WHAT IS EXPECTED
Change every "rough mask" to "coarse mask" in all the entries below and give them again, with nothing else altered. Leave the pictures out.

Dataset items
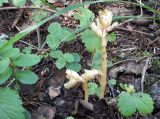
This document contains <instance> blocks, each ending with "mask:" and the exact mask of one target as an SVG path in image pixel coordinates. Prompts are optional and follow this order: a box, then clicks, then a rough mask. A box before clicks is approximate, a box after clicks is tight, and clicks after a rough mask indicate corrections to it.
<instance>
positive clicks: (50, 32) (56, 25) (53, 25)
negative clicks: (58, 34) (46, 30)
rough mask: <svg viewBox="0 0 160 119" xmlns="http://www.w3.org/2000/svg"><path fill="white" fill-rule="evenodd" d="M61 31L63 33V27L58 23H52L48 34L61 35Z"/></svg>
mask: <svg viewBox="0 0 160 119" xmlns="http://www.w3.org/2000/svg"><path fill="white" fill-rule="evenodd" d="M61 31H62V27H61V25H60V24H59V23H58V22H55V23H52V24H50V25H49V27H48V32H49V33H50V34H54V35H55V34H57V33H61Z"/></svg>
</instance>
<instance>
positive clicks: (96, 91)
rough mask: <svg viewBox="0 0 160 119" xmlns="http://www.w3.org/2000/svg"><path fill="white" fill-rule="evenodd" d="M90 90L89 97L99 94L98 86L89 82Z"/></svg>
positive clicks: (92, 83) (89, 92)
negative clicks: (98, 90) (96, 94)
mask: <svg viewBox="0 0 160 119" xmlns="http://www.w3.org/2000/svg"><path fill="white" fill-rule="evenodd" d="M88 89H89V95H94V94H96V92H97V89H98V86H97V84H96V83H93V82H89V83H88Z"/></svg>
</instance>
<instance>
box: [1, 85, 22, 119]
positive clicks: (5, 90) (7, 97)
mask: <svg viewBox="0 0 160 119" xmlns="http://www.w3.org/2000/svg"><path fill="white" fill-rule="evenodd" d="M24 111H25V110H24V108H23V107H22V101H21V100H20V97H19V95H18V93H17V92H16V91H14V90H12V89H10V88H0V115H1V117H0V118H1V119H25V116H24V114H23V112H24Z"/></svg>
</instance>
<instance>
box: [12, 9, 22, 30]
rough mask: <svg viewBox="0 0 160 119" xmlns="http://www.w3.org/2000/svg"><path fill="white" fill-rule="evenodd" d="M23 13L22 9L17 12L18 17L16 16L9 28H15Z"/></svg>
mask: <svg viewBox="0 0 160 119" xmlns="http://www.w3.org/2000/svg"><path fill="white" fill-rule="evenodd" d="M23 12H24V9H20V10H19V11H18V16H17V17H16V19H15V20H14V22H13V24H12V26H11V28H14V27H15V26H16V24H17V23H18V22H19V20H20V18H21V16H22V14H23Z"/></svg>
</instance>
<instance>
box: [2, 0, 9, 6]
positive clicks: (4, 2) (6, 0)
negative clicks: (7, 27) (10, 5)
mask: <svg viewBox="0 0 160 119" xmlns="http://www.w3.org/2000/svg"><path fill="white" fill-rule="evenodd" d="M3 3H8V0H0V7H1V6H2V5H3Z"/></svg>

OUTPUT FOR THIS TASK
This document contains <instance> blocks, each ending with "mask:" and the exact mask of one target as an SVG path in image pixel coordinates. Prompts are optional and follow this order: a box, then clicks, then a coarse mask. A box before clicks is approximate, a box after clicks is tight, and clicks after a coarse mask indicate corrections to it.
<instance>
positive clicks: (50, 32) (56, 25) (53, 25)
negative clicks: (58, 34) (46, 30)
coarse mask: <svg viewBox="0 0 160 119" xmlns="http://www.w3.org/2000/svg"><path fill="white" fill-rule="evenodd" d="M61 31L63 33V27L58 23H52L48 34L61 35Z"/></svg>
mask: <svg viewBox="0 0 160 119" xmlns="http://www.w3.org/2000/svg"><path fill="white" fill-rule="evenodd" d="M61 31H62V27H61V25H60V24H59V23H58V22H55V23H52V24H50V25H49V27H48V32H49V33H50V34H54V35H55V34H57V33H61Z"/></svg>
</instance>
<instance>
positive clicks: (96, 91)
coarse mask: <svg viewBox="0 0 160 119" xmlns="http://www.w3.org/2000/svg"><path fill="white" fill-rule="evenodd" d="M90 90L89 97L99 94L98 86L89 82Z"/></svg>
positive clicks: (92, 83) (89, 92)
negative clicks: (98, 90) (96, 94)
mask: <svg viewBox="0 0 160 119" xmlns="http://www.w3.org/2000/svg"><path fill="white" fill-rule="evenodd" d="M88 89H89V95H94V94H96V92H97V89H98V86H97V84H96V83H93V82H89V83H88Z"/></svg>
</instance>
<instance>
box: [1, 85, 22, 119]
positive clicks: (5, 90) (7, 97)
mask: <svg viewBox="0 0 160 119" xmlns="http://www.w3.org/2000/svg"><path fill="white" fill-rule="evenodd" d="M24 111H25V110H24V108H23V107H22V101H21V100H20V97H19V95H18V93H17V92H16V91H14V90H12V89H10V88H0V115H1V117H0V118H1V119H25V116H24V114H23V112H24Z"/></svg>
</instance>
<instance>
box: [12, 9, 22, 30]
coarse mask: <svg viewBox="0 0 160 119" xmlns="http://www.w3.org/2000/svg"><path fill="white" fill-rule="evenodd" d="M23 13L22 9L17 12L18 17L16 16L9 28H15Z"/></svg>
mask: <svg viewBox="0 0 160 119" xmlns="http://www.w3.org/2000/svg"><path fill="white" fill-rule="evenodd" d="M23 12H24V9H20V10H19V11H18V16H17V17H16V19H15V20H14V22H13V24H12V26H11V28H14V27H15V26H16V24H17V23H18V22H19V20H20V18H21V16H22V14H23Z"/></svg>
</instance>
<instance>
box: [2, 0, 9, 6]
positive clicks: (4, 2) (6, 0)
negative clicks: (7, 27) (10, 5)
mask: <svg viewBox="0 0 160 119" xmlns="http://www.w3.org/2000/svg"><path fill="white" fill-rule="evenodd" d="M3 3H8V0H0V7H1V6H2V5H3Z"/></svg>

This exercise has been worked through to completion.